[Record set — start]

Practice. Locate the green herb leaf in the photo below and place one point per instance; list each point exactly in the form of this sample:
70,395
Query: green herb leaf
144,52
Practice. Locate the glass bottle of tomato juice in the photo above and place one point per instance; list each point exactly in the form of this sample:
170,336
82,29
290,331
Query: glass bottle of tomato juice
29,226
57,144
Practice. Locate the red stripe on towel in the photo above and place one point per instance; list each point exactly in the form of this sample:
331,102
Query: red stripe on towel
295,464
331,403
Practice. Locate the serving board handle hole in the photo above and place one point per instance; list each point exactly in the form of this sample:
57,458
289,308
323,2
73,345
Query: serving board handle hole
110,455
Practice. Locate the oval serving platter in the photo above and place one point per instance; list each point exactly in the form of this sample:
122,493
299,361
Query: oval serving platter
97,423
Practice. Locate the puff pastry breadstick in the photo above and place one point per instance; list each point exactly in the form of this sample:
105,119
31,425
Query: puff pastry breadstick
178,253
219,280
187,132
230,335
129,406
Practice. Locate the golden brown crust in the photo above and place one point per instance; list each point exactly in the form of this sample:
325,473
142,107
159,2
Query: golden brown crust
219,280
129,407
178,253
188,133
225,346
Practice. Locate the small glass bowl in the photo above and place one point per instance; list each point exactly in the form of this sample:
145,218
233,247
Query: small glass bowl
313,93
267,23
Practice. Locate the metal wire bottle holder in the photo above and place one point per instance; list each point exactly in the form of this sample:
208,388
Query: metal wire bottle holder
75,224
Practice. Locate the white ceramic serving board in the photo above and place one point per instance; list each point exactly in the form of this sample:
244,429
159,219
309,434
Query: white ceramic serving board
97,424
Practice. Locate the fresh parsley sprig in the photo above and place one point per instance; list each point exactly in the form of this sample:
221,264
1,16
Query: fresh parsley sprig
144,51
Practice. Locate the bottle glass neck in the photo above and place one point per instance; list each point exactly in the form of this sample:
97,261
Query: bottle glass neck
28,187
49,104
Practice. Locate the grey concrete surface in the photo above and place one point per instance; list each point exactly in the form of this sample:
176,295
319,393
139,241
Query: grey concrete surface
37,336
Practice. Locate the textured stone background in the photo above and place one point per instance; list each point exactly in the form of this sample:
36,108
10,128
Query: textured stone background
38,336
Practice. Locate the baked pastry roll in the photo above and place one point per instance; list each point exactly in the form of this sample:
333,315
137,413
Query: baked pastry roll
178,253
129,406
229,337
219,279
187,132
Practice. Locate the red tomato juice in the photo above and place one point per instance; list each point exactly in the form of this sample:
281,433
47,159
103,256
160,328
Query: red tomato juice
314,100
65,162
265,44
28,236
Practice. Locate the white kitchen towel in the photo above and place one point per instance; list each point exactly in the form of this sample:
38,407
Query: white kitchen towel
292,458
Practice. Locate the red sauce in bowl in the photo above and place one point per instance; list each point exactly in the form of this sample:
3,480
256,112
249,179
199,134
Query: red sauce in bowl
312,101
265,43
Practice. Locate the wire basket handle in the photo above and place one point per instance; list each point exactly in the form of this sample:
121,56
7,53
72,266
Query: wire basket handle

[Record set — finish]

Assignment:
If a line above holds the string "basket", copy it out.

Reply to the exercise:
Practice. Locate the wire basket handle in the photo above and place one point per instance; list each point exactly in the form of this sample:
Query: wire basket handle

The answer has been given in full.